* _Work to be completed_:
The answer must be a single number: how many lines of the records below hold the word "white".

* _Exercise data_:

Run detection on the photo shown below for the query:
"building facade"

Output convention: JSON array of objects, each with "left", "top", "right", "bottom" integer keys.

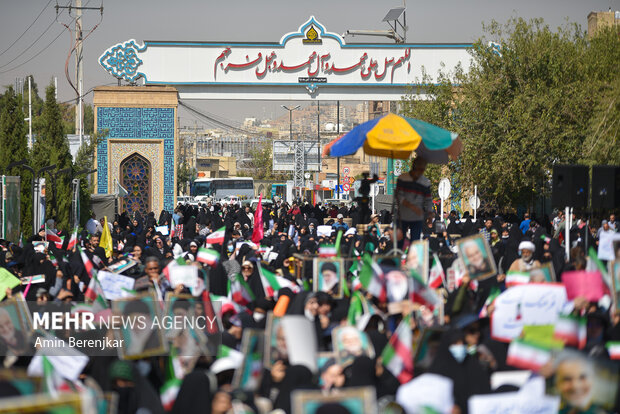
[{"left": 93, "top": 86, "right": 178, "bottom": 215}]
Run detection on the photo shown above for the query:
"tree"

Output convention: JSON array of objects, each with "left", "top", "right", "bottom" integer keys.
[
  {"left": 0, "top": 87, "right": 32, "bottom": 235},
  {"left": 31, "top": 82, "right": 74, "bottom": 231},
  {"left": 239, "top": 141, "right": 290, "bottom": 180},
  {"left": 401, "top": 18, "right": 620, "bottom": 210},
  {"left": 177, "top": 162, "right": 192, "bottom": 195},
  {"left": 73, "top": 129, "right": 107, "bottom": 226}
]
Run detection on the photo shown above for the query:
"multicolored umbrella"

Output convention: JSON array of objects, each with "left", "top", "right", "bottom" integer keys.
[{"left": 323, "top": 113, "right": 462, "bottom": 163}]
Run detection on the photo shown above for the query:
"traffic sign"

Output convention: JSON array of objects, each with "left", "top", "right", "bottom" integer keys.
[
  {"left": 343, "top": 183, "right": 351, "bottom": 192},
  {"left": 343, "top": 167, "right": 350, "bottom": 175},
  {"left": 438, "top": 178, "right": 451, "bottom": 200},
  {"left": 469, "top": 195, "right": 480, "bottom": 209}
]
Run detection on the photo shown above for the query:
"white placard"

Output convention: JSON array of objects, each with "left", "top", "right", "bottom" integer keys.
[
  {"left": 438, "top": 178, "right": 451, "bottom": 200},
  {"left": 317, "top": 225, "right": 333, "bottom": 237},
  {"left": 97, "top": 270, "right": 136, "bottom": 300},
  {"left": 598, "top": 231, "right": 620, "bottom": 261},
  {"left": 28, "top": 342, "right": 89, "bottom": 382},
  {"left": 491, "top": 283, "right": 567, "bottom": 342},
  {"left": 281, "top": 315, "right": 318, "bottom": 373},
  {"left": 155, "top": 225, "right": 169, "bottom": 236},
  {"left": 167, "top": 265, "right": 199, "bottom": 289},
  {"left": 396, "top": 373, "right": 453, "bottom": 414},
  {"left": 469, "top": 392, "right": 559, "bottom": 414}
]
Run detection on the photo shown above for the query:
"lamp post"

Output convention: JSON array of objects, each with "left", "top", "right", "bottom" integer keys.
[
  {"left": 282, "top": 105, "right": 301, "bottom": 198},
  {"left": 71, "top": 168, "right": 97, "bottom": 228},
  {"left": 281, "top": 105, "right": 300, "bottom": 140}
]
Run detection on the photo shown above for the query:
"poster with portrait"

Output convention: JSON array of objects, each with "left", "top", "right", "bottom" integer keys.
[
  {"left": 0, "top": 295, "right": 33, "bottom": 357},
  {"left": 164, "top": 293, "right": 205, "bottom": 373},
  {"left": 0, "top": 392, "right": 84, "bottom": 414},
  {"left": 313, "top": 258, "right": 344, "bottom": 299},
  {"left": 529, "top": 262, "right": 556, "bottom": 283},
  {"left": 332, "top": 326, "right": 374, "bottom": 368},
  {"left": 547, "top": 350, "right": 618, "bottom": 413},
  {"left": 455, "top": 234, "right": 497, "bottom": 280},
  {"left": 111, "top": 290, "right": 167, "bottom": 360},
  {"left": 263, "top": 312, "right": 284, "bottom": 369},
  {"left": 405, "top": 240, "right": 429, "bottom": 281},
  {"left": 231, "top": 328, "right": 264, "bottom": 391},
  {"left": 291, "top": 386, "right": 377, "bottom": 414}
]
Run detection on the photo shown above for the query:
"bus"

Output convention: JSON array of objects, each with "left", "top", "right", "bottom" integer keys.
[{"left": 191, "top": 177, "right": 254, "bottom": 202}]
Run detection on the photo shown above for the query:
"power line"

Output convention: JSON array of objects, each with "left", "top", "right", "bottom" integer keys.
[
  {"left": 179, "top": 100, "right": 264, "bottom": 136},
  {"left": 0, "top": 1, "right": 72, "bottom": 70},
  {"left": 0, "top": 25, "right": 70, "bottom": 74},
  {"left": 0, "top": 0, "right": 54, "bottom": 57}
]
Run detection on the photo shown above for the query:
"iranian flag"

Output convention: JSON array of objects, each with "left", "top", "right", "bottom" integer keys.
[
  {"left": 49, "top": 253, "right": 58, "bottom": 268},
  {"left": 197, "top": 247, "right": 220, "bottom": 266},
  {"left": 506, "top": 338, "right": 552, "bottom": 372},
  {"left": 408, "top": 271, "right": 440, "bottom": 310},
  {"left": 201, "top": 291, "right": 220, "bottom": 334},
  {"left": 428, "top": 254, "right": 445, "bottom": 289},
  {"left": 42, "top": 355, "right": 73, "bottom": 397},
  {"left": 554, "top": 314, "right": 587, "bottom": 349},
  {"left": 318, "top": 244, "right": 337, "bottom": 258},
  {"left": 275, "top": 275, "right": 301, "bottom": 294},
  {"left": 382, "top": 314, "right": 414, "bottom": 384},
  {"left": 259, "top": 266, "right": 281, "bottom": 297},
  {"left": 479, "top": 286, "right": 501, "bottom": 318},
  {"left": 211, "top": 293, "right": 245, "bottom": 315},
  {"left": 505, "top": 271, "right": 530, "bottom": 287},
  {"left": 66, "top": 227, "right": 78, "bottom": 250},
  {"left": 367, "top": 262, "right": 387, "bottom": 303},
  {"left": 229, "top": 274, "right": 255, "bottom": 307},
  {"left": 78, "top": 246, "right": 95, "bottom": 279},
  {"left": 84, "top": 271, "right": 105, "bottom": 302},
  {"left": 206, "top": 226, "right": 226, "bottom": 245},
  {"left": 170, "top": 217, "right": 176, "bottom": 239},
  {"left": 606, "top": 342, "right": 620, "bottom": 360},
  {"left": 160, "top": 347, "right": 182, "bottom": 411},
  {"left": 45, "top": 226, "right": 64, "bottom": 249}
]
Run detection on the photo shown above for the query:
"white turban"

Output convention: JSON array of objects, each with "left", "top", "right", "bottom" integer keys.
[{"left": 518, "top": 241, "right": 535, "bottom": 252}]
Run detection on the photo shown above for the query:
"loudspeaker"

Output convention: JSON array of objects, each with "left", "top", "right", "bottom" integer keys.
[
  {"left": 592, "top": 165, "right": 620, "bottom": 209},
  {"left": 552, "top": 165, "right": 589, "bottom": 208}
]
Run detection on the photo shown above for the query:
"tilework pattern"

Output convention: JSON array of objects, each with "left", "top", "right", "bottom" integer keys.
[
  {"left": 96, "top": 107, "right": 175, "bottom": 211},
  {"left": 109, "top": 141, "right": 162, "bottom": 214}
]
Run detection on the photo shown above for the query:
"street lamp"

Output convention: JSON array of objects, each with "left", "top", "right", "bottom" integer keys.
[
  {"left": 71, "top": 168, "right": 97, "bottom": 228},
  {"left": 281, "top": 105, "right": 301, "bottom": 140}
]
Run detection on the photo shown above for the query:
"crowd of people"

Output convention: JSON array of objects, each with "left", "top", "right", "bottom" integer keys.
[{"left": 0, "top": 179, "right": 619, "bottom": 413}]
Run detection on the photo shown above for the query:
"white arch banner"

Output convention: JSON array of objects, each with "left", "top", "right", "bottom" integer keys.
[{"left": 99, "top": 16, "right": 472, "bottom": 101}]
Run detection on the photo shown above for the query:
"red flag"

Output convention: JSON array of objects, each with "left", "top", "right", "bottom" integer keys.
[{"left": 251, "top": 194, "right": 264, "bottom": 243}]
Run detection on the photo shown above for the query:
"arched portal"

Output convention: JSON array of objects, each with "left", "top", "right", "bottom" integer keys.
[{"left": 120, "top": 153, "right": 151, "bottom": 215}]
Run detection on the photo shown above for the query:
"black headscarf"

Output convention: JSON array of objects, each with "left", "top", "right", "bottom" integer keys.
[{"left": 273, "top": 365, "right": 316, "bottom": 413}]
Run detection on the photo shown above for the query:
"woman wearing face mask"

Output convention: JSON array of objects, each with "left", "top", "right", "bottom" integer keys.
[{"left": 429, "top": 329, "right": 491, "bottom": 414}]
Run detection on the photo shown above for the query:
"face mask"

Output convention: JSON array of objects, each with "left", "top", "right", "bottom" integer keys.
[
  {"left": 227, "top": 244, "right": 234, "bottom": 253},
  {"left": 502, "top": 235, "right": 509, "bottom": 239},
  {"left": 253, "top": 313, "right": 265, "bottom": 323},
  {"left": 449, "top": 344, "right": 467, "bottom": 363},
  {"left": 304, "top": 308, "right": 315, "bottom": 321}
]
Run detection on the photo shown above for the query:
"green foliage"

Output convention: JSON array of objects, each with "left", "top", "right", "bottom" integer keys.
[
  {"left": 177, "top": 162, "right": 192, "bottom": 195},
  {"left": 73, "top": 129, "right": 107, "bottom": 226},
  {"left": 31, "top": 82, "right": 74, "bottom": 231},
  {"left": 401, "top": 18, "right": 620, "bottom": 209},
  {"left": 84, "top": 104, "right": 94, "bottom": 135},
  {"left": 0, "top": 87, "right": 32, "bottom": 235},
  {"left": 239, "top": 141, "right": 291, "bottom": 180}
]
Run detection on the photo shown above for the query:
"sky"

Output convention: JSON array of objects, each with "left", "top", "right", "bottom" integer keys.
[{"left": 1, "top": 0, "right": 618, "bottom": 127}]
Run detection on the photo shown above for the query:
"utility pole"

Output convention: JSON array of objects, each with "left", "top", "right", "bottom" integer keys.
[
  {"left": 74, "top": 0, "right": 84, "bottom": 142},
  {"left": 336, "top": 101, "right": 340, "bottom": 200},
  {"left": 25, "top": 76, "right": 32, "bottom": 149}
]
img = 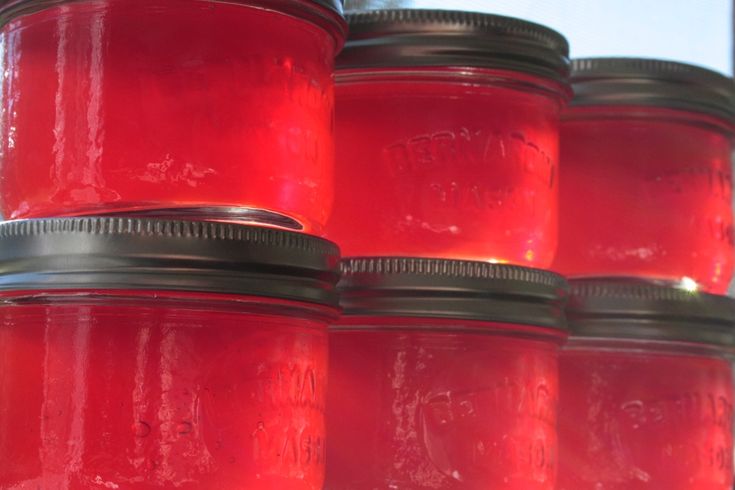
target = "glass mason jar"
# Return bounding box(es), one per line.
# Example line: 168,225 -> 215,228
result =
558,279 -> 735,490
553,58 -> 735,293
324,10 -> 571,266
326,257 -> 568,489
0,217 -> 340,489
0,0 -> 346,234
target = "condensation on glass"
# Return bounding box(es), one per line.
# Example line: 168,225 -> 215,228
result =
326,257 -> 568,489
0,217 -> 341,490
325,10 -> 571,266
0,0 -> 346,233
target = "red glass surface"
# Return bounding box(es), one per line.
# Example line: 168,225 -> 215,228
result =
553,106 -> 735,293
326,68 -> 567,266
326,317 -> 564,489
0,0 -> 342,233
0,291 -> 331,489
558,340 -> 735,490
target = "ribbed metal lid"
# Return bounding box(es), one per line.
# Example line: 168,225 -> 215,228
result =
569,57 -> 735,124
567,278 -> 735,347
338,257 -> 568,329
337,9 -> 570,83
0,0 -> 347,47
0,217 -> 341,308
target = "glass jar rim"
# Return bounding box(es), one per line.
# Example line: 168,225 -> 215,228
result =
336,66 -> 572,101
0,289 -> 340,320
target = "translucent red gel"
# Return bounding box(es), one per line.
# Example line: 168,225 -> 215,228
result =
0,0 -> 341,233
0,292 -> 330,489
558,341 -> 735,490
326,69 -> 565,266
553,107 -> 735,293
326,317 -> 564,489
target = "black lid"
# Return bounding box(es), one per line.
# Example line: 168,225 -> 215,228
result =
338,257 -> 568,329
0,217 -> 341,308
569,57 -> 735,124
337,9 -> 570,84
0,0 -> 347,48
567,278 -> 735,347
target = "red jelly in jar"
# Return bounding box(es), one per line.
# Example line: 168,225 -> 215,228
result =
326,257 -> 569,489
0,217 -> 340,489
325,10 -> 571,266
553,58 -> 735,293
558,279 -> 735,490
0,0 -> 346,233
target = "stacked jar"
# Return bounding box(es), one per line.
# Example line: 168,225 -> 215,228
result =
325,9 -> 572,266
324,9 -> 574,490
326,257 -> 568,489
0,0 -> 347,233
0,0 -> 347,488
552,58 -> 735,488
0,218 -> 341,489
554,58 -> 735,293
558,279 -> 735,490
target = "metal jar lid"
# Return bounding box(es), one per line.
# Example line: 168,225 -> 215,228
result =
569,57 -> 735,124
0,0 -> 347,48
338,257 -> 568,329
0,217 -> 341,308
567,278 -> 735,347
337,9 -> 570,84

* _Solved exercise_:
3